##### Provided text
The log file will contain a message, with some amount of repetition, like

[ Sep  4 16:34:13 Enabled. ]
[ Sep  4 16:34:13 Rereading configuration. ]
[ Sep  4 16:34:13 Executing start method ("/usr/bin/supervisord"). ]
Error: No config file found at default paths (/usr/etc/supervisord.conf, /usr/supervisord.conf, supervisord.conf, etc/supervisord.conf, /etc/supervisord.conf); use the -c option to specify a config file at a different path
For help, use /usr/bin/supervisord -h
[ Sep  4 16:34:13 Method "start" exited with status 2. ]

It’s worth noting that all of the programs run by a single instance of supervisord will be in the same process contract. If you know the fault characteristics of your programs, you may wish to use multiple instances of supervisord to keep programs with “sympathetic” failure modes and frequencies. You may also need to ignore core dumps and external signals, depending on the programs you are running; on recent systems, you can see /var/svc/manifest/network/http-apache22.xml for an example of a startd property group that does so. Alternatively, you could modify your configuration to run each of the programs to be started in independent contracts using ctrun(1).

Exercises

  1. We should really provide a property group that contains the key invocation settings as properties. I’ve omitted it here, particularly for the configuration file, because the method token expansion outlined in smf_method(5) lacks handling for unset property values. (*)
  2. Extend supervisord to understand process contracts. This exercise would include constructing a Python module to interact with the contract filesystem. (***)
##########
##### Stored rows
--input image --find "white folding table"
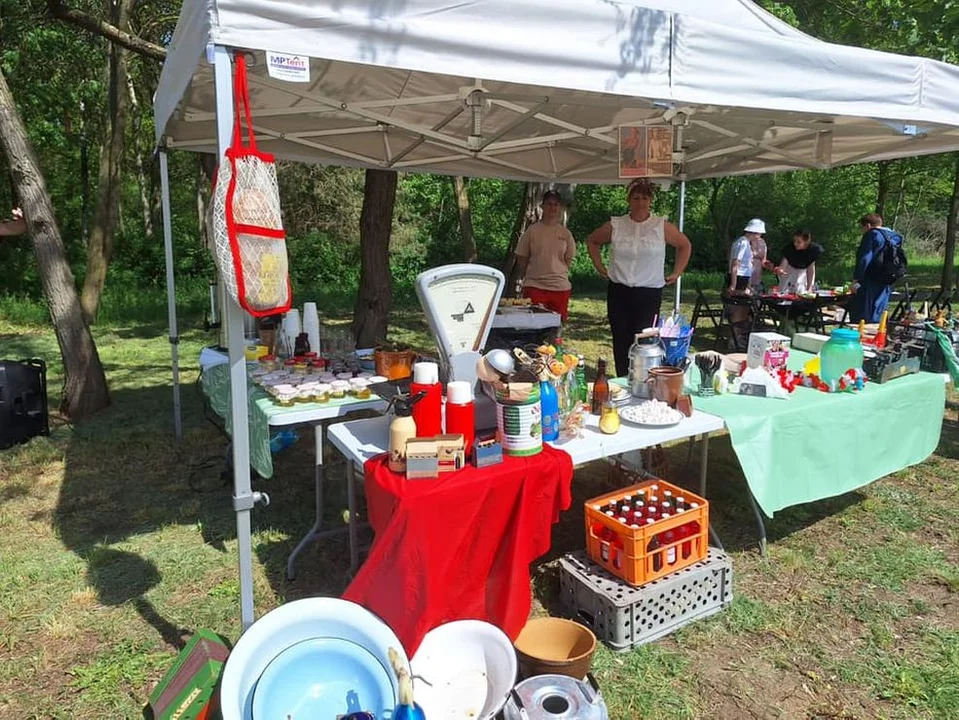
[328,401,725,573]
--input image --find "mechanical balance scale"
[416,263,506,430]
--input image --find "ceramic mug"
[646,366,686,408]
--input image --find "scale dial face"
[425,274,499,355]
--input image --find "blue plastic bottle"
[539,380,559,441]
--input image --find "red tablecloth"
[343,446,573,657]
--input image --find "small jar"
[260,355,277,372]
[599,400,620,435]
[352,378,373,400]
[819,328,863,383]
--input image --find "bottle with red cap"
[410,362,443,437]
[660,513,678,565]
[446,380,476,457]
[646,518,663,572]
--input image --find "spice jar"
[313,383,333,403]
[351,378,373,400]
[599,400,620,435]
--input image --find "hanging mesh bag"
[208,54,293,317]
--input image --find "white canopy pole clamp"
[160,149,183,442]
[213,45,263,631]
[466,85,486,151]
[672,112,689,315]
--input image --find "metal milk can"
[629,333,666,398]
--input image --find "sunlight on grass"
[0,300,959,720]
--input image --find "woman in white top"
[586,178,692,377]
[776,230,823,295]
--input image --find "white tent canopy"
[154,0,959,628]
[155,0,959,183]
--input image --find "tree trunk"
[453,175,476,262]
[503,183,549,297]
[0,71,110,420]
[939,153,959,292]
[128,76,156,245]
[353,170,397,348]
[876,160,892,217]
[80,0,133,323]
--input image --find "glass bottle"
[592,358,609,415]
[599,400,620,435]
[576,355,589,405]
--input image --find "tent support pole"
[160,150,183,442]
[673,180,686,315]
[213,45,255,631]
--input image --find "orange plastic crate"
[586,478,709,586]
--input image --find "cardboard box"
[433,433,466,472]
[473,435,503,468]
[406,438,440,480]
[746,333,789,370]
[792,333,829,355]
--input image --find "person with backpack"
[849,213,907,323]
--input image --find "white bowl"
[220,598,408,720]
[410,620,516,720]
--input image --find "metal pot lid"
[503,675,609,720]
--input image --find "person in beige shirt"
[516,190,576,322]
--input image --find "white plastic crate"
[560,548,733,651]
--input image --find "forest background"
[0,0,959,334]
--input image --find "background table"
[690,350,945,551]
[202,364,387,580]
[343,446,573,657]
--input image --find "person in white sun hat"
[728,218,766,292]
[726,218,766,351]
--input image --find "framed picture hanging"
[619,125,673,178]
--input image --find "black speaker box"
[0,360,50,450]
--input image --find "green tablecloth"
[690,350,946,517]
[203,364,379,478]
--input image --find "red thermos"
[410,362,443,437]
[446,380,476,457]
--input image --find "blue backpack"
[871,228,909,285]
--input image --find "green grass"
[0,284,959,720]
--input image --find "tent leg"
[673,180,686,315]
[160,150,183,441]
[213,45,255,631]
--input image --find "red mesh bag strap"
[233,53,256,151]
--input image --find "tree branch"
[47,0,166,62]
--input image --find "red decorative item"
[208,53,293,317]
[343,445,573,657]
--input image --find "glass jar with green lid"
[819,328,863,383]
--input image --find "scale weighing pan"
[416,263,506,430]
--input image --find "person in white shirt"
[586,178,692,377]
[727,218,766,292]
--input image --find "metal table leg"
[286,423,352,580]
[747,488,766,555]
[346,458,360,575]
[699,433,725,550]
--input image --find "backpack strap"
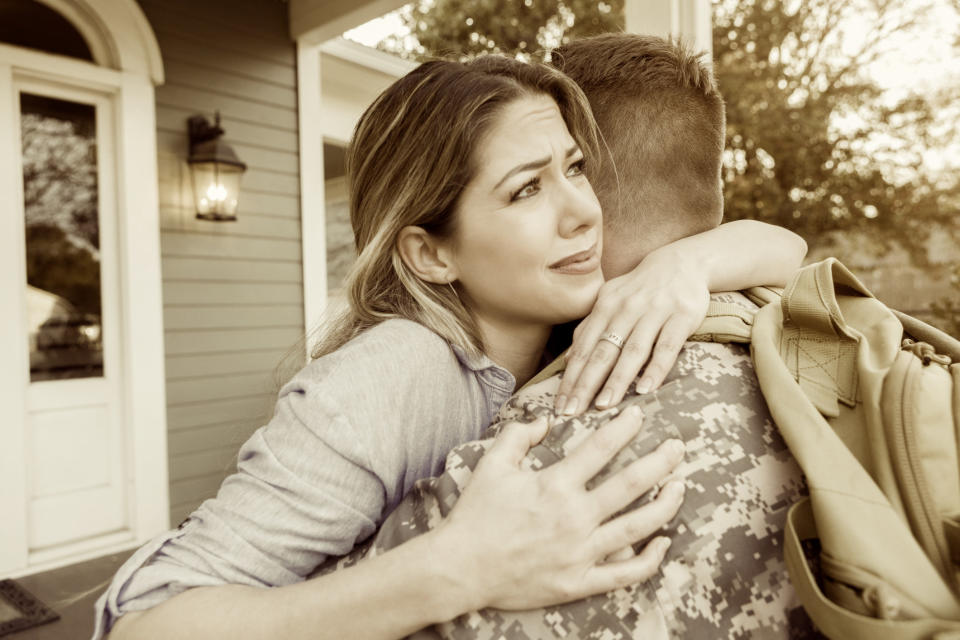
[891,309,960,362]
[783,498,960,640]
[780,258,873,418]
##########
• **Given instruction**
Please answer these from the supervisord text:
1. With what status did the "start" method exit in the sample log?
2. Which file is given as an example of a startd property group that ignores core dumps and external signals?
3. What would the second exercise require constructing?
The material stands apart from the supervisord text.

• **Exercise answer**
1. Status 2.
2. /var/svc/manifest/network/http-apache22.xml
3. A Python module to interact with the contract filesystem.